§ Tasks for this exercise:
[1] Write out the passage of the surprise adoption essay between "The Surprise Adoption: It" and "with mysterious functions.", inclusive.
[2] What two purchases does the surprise adoption essay name as examples of the things there is always to buy?

** Source extract follows **

The Surprise Adoption: It Happened out of the Blue
5 Min Read•August 13, 2024•Melissa Doak
Okay, you’re probably thinking there’s no such thing as a surprise adoption.
After all, in order to adopt you must do a variety of things that you can hardly do without meaning to. Things like showing caseworkers your home. Leaving your fingerprints at the local police station for posterity. Clearing out the bedroom you’ve been using since 2005 as a place to dump everything you can’t quite get rid of but will never need again. Sometimes you even have to spend substantial sums of money for birth mother health care or to collect a variety of documents with mysterious functions.
And there’s always stuff to buy, like the newest baby monitor and the sliding rocking chair that you fall out of while holding your baby within the first two weeks of bringing her home. Or your best friend does. Not that I’m speaking from personal experience or anything.
All true. But mine was as close to accidental as you can get. I practically had sex without a condom. Heterosexual sex that is.
It’s not that I didn’t want a child—I did. I’d been trying to birth a child myself for what seemed like forever. My ex and I had visited countless infertility doctors and I had gone through every infertility treatment you can imagine—from the commonplace hormone shots in the bum to the ultramodern scopes being poked through my navel and purple dye being squirted through my fallopian tubes.

** End of Source extract **
** Record excerpts follows **

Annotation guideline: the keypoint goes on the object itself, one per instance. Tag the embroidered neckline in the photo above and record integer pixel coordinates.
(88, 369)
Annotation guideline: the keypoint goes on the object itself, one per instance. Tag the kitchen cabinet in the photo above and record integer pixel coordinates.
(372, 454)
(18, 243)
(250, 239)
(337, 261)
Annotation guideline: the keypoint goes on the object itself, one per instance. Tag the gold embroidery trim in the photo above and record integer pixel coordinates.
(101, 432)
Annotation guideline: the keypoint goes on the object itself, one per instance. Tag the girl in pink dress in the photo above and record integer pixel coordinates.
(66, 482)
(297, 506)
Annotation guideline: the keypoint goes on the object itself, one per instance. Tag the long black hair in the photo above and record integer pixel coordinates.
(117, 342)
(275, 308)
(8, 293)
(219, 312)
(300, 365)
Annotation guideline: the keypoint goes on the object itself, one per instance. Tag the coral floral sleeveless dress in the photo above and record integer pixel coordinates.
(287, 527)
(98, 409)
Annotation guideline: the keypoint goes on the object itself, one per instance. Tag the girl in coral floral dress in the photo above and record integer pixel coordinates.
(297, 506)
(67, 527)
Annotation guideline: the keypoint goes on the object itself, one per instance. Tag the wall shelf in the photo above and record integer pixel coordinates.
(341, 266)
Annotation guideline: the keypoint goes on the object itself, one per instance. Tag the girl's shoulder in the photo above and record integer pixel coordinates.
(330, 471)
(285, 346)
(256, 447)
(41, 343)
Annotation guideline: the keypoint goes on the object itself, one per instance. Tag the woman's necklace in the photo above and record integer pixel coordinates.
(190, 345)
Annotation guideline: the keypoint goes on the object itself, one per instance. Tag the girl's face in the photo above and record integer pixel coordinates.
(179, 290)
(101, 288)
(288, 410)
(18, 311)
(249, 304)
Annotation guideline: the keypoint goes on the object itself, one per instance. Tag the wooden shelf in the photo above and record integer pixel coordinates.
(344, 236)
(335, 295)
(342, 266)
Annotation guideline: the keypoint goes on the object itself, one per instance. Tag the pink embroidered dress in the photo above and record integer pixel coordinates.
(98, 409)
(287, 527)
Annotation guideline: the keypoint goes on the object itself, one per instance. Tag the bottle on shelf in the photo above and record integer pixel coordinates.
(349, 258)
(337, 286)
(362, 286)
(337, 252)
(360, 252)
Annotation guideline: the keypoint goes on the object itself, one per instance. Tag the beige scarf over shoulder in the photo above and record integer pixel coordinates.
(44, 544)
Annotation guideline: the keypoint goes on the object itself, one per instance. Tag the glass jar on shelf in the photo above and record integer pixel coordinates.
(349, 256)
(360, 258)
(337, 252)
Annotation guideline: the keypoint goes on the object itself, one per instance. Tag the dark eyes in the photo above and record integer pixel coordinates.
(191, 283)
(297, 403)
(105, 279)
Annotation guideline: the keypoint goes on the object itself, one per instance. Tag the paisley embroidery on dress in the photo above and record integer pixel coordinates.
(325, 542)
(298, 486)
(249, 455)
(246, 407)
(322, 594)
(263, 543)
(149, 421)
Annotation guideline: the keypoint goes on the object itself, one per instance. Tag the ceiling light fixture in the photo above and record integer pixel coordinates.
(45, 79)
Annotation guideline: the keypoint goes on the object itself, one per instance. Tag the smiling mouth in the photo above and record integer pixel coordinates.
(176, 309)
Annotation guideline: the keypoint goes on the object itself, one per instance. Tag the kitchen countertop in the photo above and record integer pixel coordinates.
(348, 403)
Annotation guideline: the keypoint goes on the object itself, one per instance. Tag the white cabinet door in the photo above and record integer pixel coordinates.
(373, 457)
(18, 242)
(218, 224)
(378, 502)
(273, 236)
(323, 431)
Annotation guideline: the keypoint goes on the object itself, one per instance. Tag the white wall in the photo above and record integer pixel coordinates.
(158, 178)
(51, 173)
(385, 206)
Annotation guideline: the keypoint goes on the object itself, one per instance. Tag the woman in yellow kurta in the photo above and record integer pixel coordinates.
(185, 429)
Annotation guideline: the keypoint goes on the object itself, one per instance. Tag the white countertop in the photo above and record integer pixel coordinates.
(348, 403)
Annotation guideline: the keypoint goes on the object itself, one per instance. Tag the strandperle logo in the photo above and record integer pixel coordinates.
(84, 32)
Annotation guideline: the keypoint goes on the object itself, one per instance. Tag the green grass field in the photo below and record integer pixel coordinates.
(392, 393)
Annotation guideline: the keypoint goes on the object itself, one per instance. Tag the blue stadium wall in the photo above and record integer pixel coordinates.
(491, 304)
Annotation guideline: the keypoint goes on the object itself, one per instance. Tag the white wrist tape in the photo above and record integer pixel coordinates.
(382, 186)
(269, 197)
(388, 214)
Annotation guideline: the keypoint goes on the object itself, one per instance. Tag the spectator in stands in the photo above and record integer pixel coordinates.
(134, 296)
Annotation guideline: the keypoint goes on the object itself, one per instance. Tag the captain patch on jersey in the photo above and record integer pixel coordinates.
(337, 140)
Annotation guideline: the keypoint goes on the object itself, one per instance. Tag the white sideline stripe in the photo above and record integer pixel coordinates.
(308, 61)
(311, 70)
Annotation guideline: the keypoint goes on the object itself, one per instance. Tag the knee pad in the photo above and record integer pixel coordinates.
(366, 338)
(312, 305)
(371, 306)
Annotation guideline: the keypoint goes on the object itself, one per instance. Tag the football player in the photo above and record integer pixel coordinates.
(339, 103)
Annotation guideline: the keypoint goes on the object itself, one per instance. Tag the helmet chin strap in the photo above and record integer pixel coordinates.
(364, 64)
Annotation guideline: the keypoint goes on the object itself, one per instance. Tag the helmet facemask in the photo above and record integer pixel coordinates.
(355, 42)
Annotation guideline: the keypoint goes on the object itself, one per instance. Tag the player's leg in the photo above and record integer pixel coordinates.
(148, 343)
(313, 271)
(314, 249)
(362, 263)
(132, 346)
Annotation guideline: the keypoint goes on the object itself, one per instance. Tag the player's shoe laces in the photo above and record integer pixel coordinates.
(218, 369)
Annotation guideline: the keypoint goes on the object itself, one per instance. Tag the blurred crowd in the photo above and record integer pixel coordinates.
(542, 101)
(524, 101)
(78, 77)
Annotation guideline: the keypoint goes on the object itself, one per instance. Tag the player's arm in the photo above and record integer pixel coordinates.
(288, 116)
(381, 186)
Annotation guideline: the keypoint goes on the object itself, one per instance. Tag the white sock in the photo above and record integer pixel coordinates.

** End of Record excerpts **
** Record excerpts follows **

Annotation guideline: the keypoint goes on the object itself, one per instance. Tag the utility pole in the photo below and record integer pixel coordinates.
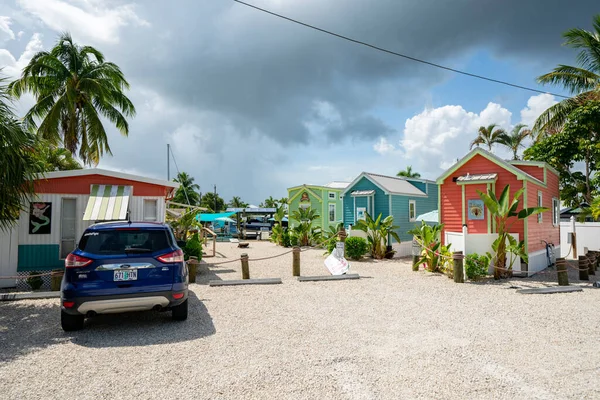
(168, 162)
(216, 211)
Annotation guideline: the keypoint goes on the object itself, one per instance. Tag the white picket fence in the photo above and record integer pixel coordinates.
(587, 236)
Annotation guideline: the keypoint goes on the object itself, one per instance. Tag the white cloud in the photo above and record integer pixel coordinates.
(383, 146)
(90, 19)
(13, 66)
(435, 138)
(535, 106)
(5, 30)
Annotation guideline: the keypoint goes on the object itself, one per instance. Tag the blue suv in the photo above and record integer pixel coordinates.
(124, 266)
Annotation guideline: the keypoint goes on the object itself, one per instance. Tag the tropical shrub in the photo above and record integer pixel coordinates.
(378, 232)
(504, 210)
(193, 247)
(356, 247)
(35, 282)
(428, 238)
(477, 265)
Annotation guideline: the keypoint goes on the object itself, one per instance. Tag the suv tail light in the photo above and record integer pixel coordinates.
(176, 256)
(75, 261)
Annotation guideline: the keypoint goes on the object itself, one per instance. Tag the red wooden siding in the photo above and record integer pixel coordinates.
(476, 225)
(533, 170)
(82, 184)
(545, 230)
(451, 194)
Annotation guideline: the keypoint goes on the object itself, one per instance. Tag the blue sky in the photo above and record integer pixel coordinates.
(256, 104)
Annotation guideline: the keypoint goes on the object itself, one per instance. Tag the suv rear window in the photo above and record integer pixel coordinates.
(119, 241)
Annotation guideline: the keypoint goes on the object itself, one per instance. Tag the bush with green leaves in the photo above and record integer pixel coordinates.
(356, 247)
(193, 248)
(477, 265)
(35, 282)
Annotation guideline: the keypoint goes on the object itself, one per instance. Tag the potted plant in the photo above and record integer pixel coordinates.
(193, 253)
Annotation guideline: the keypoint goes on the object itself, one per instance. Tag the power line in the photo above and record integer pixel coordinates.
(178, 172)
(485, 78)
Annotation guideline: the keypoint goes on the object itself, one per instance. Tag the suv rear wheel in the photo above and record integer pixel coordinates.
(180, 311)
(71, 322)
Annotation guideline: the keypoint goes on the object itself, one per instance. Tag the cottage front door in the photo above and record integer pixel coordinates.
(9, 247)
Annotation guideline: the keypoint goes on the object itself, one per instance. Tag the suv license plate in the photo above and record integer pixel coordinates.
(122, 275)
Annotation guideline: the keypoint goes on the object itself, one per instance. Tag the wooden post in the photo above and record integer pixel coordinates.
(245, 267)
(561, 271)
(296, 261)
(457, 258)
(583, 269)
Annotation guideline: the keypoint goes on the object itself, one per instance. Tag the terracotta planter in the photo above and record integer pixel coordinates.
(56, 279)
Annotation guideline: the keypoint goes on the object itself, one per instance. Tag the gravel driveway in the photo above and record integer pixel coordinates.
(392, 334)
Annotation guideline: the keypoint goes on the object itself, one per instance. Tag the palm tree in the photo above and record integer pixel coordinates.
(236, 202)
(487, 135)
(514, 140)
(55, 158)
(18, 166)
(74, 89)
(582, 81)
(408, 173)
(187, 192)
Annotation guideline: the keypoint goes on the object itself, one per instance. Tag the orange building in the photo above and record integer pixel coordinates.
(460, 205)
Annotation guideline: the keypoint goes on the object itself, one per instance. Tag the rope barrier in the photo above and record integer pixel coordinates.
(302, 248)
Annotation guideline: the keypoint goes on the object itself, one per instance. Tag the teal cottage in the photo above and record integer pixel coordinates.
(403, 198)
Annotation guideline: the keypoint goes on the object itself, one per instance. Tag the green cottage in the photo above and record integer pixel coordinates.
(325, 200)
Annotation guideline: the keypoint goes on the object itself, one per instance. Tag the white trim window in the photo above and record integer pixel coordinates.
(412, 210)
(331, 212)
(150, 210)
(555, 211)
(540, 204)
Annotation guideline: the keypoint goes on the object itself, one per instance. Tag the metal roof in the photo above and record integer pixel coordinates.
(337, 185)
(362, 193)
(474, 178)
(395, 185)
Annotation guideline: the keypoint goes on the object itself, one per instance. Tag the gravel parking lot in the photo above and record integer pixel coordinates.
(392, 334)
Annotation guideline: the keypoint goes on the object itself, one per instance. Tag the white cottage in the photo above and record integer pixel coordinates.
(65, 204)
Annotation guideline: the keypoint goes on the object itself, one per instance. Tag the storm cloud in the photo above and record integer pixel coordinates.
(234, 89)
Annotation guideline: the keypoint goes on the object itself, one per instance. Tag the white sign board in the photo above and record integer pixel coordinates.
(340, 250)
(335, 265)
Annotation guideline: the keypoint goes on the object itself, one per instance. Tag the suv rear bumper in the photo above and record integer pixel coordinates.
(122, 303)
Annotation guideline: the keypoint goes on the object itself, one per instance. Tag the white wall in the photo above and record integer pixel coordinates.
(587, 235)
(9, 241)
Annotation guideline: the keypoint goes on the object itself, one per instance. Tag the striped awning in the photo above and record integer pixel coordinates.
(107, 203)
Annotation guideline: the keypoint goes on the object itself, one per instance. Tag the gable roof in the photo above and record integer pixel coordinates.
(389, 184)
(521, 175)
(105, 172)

** End of Record excerpts **
** Record excerpts follows **

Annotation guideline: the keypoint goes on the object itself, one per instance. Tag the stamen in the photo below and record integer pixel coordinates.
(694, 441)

** End of Record excerpts **

§ Responses to the exercise:
[1]
The Surprise Adoption: It Happened out of the Blue
5 Min Read•August 13, 2024•Melissa Doak
Okay, you’re probably thinking there’s no such thing as a surprise adoption.
After all, in order to adopt you must do a variety of things that you can hardly do without meaning to. Things like showing caseworkers your home. Leaving your fingerprints at the local police station for posterity. Clearing out the bedroom you’ve been using since 2005 as a place to dump everything you can’t quite get rid of but will never need again. Sometimes you even have to spend substantial sums of money for birth mother health care or to collect a variety of documents with mysterious functions.

[2] The newest baby monitor and a sliding rocking chair.